-- start Data to use --

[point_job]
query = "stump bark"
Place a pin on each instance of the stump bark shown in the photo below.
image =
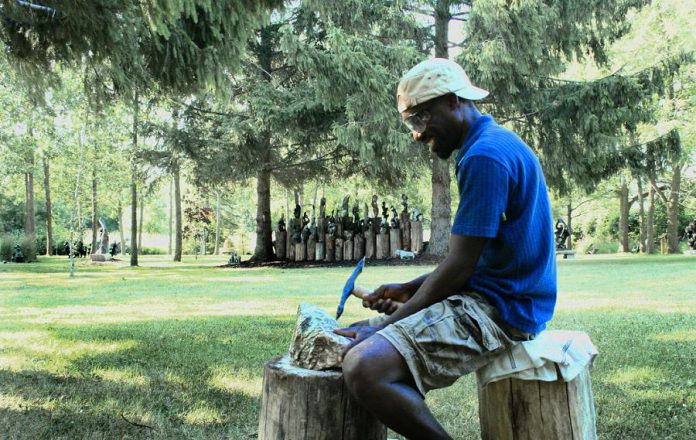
(514, 409)
(307, 404)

-- end Data to use --

What you are asked to do:
Rewrite all of the records above, substituting "tree bark" for every occurrence of "stump bark" and changing nothing else. Leave out the pictures.

Answer below:
[point_job]
query = "tree bark"
Place a pin on each instance of the tree bark shown in the photo below.
image =
(514, 409)
(307, 404)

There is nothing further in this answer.